● **WHAT IS ASKED**
(a) From the interconnection article, retype the passage from "Inter network connectivity" to "networks of today.".
(b) Shorten the paragraph in the interconnection article that begins "As I discussed in my previous blog," and keep its main facts.
(c) According to the interconnection article, in how many markets is ECX Fabric available today?

● **DOCUMENT EXTRACT**
○ ○ ○ ○ ○

Inter network connectivity between two entities requiring collaboration has traditionally been implemented as a multitude of internal and external network gateways, firewalls, etc. to move traffic from one agency to another. This was often fraught with excessive amounts of infrastructure for both that introduced additional cost, complexity, bad actor targets, latency and a host of other diminishing returns. Establishing private peering with one another can significantly reduce many of these legacy entrapments and reduce the attack surface by streamlining traffic flows, while still gaining access to the many peripheral services (clouds, networks, content, etc.) that comprise the modern networks of today.

How private interconnection fills the gap

Equinix, a pioneer in the carrier-neutral peering platform business has taken this approach to a whole new level. Over the past twenty years, we have continued to place a premium on the importance and enablement of private interconnection, making significant investments to that end, beginning with the deployment of a next-generation SDN-enabled MPLS network. This customer-provisioned private peering (Layer 2) transport service makes 2,900+ cloud and IT service providers and a growing number of SDN-enabled partner networks locally or remotely accessible across the globe within minutes. Verizon’s Software Defined Interconnect or “SDI” service, for example, is tightly integrated with Equinix Cloud Exchange FabricTM (ECX FabricTM) and represents one of many to follow that will provide ubiquitous dynamic network to network interconnection (DNNI) services globally.

As I discussed in my previous blog, “Why Proximity at the Edge Is Essential for Effective Hybrid Multicloud”, ECX Fabric is a software-defined interconnection solution that enables Equinix customers and ecosystem participants to securely establish connectivity between one another (or across their own multiple locations) within minutes via a secure portal. Available in 50+ markets today, ECX Fabric enables supply chain partners, collaborative agencies, cloud services, and network services to privately connect to one another via a self-provisioned interconnection service. Whether it’s between Chicago and Dallas or Toronto to Sofia, customers can provision connectivity up to 100G in capacity in about 10 minutes.

A growing number of industry verticals – healthcare, finance, energy, government and others – are leveraging this platform for private intra- and inter- agency peering. Consider a scenario where one government agency has a recurring requirement to acquire and share large quantities of data with one or more other downstream mission partners – traditionally done over limited cost-prohibitive dark fiber and/or capacity constrained long-haul VPN. Persistent and/or non-persistent inter agency connectivity can be now be established within minutes to facilitate similar mission requirements.

Establishing a localized “last mile” connection from corporate headquarters to the nearest Equinix hub can immediately extend access to partners and services across the globe. A map with available and forthcoming ECX Fabric locations is illustrated below:

Source: Equinix

To exploit this capability, 2,900+ cloud and IT services providers have geo-strategically placed “access nodes” to their backend services in the locations above. This enables Equinix customers to access the “edge” of hundreds of cloud and network service providers (NSPs) from a single network transport service.

○ ○ ○ ○ ○

● **EXTRACTED RECORDS**

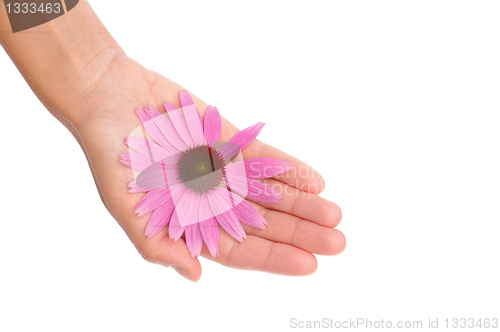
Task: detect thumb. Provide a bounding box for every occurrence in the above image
[136,233,201,282]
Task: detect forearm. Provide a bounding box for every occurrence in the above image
[0,0,124,127]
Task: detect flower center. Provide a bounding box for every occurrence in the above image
[177,145,226,194]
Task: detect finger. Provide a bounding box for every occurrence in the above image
[136,227,201,282]
[242,140,325,194]
[242,202,346,255]
[246,179,342,227]
[201,227,318,276]
[153,91,325,194]
[108,188,201,282]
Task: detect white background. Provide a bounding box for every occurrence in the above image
[0,0,500,331]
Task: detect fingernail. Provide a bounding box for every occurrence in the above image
[172,266,194,282]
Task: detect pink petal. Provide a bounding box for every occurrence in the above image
[206,186,235,216]
[179,90,205,146]
[144,203,174,238]
[215,210,247,243]
[247,179,283,204]
[169,180,201,227]
[168,210,184,241]
[144,104,161,119]
[200,218,219,257]
[234,200,267,229]
[136,158,180,190]
[175,188,201,227]
[120,153,154,172]
[225,170,283,204]
[151,106,188,151]
[127,180,149,193]
[204,106,222,145]
[135,107,149,123]
[186,223,203,257]
[135,105,179,153]
[217,142,241,163]
[134,190,172,217]
[163,103,194,147]
[229,122,265,150]
[207,187,246,242]
[125,136,170,161]
[242,158,292,179]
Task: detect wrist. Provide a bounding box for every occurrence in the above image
[0,0,124,130]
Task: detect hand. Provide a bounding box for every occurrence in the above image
[73,55,345,281]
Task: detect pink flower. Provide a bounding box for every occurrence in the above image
[120,90,292,257]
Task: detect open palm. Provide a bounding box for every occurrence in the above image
[74,56,345,281]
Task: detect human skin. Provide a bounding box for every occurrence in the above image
[0,0,346,281]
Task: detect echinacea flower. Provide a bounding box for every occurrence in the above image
[120,90,292,257]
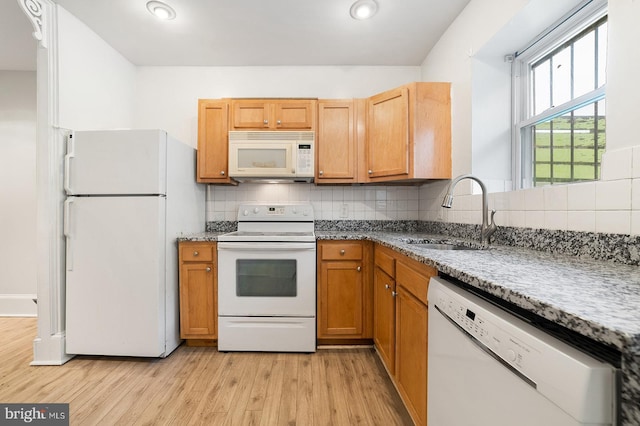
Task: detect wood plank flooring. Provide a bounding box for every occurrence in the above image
[0,318,413,426]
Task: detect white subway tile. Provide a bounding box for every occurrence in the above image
[601,148,633,181]
[631,146,640,178]
[596,210,631,234]
[542,185,568,211]
[544,210,567,231]
[567,182,596,211]
[631,179,640,210]
[523,188,544,211]
[524,210,544,228]
[596,179,631,210]
[507,190,525,211]
[631,211,640,235]
[510,210,527,228]
[567,210,596,232]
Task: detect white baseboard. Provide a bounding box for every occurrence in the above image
[0,294,38,317]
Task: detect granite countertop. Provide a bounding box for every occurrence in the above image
[316,231,640,426]
[179,230,640,425]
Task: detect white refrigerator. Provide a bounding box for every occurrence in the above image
[64,130,206,357]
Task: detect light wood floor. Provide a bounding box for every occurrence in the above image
[0,318,412,426]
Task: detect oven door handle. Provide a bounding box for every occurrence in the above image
[218,242,316,251]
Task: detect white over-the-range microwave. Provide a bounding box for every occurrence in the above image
[229,131,315,182]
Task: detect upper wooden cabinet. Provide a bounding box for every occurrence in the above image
[366,83,451,182]
[196,99,233,184]
[315,99,366,184]
[231,99,317,130]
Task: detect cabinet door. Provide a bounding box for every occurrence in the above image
[316,100,357,183]
[373,266,396,374]
[318,261,365,338]
[269,100,316,130]
[367,87,409,179]
[395,285,428,425]
[197,99,231,183]
[231,100,271,130]
[180,262,218,339]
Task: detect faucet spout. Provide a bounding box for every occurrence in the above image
[442,174,498,244]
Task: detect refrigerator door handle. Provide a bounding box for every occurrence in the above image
[63,198,73,271]
[64,135,75,194]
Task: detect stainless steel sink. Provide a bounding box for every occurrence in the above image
[409,243,481,250]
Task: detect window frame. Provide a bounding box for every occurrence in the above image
[511,0,608,189]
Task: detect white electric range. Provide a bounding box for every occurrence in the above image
[218,203,316,352]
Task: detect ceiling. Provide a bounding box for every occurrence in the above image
[0,0,469,70]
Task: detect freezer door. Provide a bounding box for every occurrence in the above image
[64,130,167,195]
[65,196,168,357]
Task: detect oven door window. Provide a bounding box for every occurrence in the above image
[236,259,298,297]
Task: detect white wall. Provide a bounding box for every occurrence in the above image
[57,6,136,130]
[0,71,37,316]
[135,66,420,221]
[135,66,420,147]
[420,0,640,235]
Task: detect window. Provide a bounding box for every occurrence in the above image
[513,1,607,188]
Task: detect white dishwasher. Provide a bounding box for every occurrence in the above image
[427,278,617,426]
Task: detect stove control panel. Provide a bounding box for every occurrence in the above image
[238,203,313,222]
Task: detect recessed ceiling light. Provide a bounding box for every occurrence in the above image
[349,0,378,20]
[147,1,176,21]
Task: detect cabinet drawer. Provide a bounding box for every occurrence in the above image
[321,243,362,260]
[396,262,437,305]
[180,243,216,262]
[374,246,396,278]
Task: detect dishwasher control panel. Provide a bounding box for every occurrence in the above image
[435,293,536,375]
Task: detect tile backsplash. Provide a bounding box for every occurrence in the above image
[207,143,640,235]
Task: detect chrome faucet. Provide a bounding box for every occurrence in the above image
[442,175,498,244]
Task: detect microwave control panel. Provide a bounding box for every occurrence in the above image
[297,143,313,175]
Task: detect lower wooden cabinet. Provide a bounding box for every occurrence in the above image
[178,242,218,344]
[395,286,428,425]
[374,244,437,425]
[373,245,396,375]
[317,241,372,344]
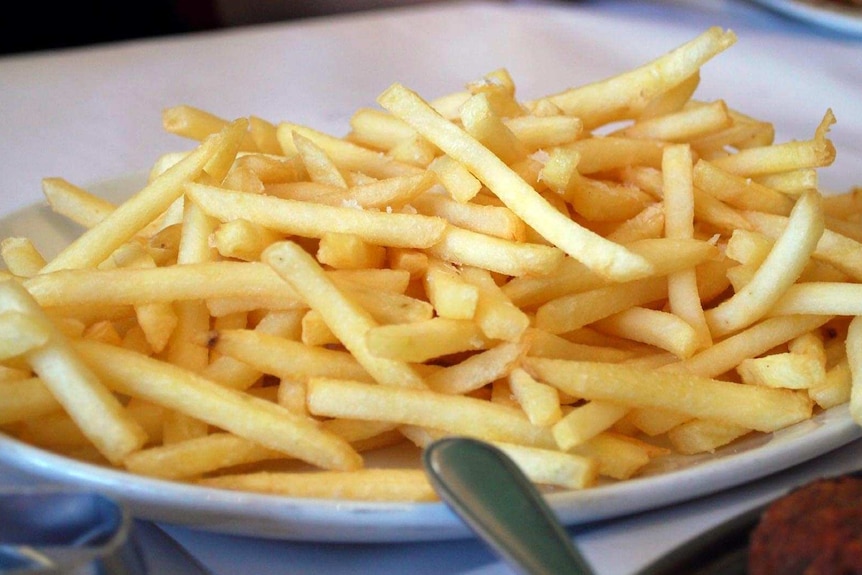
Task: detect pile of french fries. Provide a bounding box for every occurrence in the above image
[0,28,862,501]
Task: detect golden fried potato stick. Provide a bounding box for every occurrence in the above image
[0,280,147,464]
[547,27,736,130]
[525,357,812,432]
[0,238,45,278]
[198,468,437,502]
[42,178,116,228]
[705,192,825,337]
[42,120,247,273]
[845,315,862,424]
[186,184,446,248]
[0,377,63,425]
[74,340,363,470]
[262,241,425,388]
[308,378,554,448]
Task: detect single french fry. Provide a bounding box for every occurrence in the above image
[0,280,146,463]
[24,261,303,309]
[428,156,482,203]
[212,219,284,261]
[572,431,654,480]
[365,317,489,363]
[593,306,703,358]
[769,282,862,316]
[412,194,527,241]
[0,238,45,277]
[665,315,831,377]
[462,267,530,342]
[292,132,347,188]
[744,208,862,281]
[425,343,527,394]
[536,278,667,334]
[427,225,564,276]
[0,310,52,361]
[123,432,285,480]
[42,178,116,228]
[713,110,835,177]
[207,329,373,381]
[736,353,826,389]
[263,242,425,388]
[162,105,257,152]
[508,367,563,426]
[845,316,862,423]
[186,184,446,248]
[705,193,824,337]
[667,419,751,455]
[0,377,63,425]
[548,27,736,130]
[552,400,629,451]
[75,341,362,470]
[614,100,733,142]
[492,441,599,489]
[308,378,553,447]
[525,357,812,432]
[42,120,246,273]
[660,144,712,357]
[276,122,421,178]
[198,469,437,502]
[423,259,479,319]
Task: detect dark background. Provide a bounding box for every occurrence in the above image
[0,0,446,55]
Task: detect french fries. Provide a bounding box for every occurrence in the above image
[0,28,862,502]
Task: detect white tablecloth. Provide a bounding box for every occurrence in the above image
[0,0,862,575]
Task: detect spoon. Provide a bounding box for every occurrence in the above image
[423,437,593,575]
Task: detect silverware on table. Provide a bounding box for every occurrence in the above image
[423,437,593,575]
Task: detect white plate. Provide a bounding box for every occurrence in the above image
[5,174,862,542]
[754,0,862,36]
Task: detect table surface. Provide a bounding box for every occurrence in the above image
[0,0,862,575]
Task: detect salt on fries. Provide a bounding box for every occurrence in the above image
[0,28,862,501]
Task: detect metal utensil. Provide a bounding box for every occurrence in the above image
[0,487,213,575]
[423,437,593,575]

○ ○ ○ ○ ○

● **SOLUTIONS BY TASK**
(a)
Inter network connectivity between two entities requiring collaboration has traditionally been implemented as a multitude of internal and external network gateways, firewalls, etc. to move traffic from one agency to another. This was often fraught with excessive amounts of infrastructure for both that introduced additional cost, complexity, bad actor targets, latency and a host of other diminishing returns. Establishing private peering with one another can significantly reduce many of these legacy entrapments and reduce the attack surface by streamlining traffic flows, while still gaining access to the many peripheral services (clouds, networks, content, etc.) that comprise the modern networks of today.

(b) ECX Fabric is a software-defined interconnection solution. Through a secure portal, it lets Equinix customers and ecosystem participants connect securely with one another, or across their own locations, within minutes. It is available in more than 50 markets, and supply chain partners, collaborative agencies, cloud services and network services use it to connect privately through a self-provisioned service. Customers can set up connections of up to 100G in about 10 minutes, for example between Chicago and Dallas or Toronto and Sofia.

(c) More than 50 markets.